Defendor: super eroe con super problemi (mentali)
Credo che ad ogni bambino, prima o poi, venga voglia di sistemare tutti i torti del mondo, il classico momento in cui vorresti fare il poliziotto, con distintivo, sirene, fermare tipi loschi in fuga lanciando loro il manganello alle caviglie (T.J. Hoocker docet!). Poi, niente, basta guardare una volta Dirty Harry e capisci che non fa per te, troppa burocrazia, no no, non va bene, ho le mani legate, se voglio risolvere tutti i torti ho bisogno di più potere di così… Il Cavaliere Jedi è la soluzione ideale! Ma vai a capire come si fa ad arrivare su Dagobah per farsi istruire da Yoda. La soluzione al problema si trova in tutti quei giornaletti colorati, in cui ci si può perdere per ore, non serve altro: da grande farò il supereroe!

——————————

» Consegna
Nel brano mostrato, su quale pianeta bisognerebbe arrivare per farsi istruire da Yoda?

——————————

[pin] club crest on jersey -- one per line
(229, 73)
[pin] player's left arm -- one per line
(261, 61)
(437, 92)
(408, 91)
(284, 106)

——————————

» Risposta
Su Dagobah.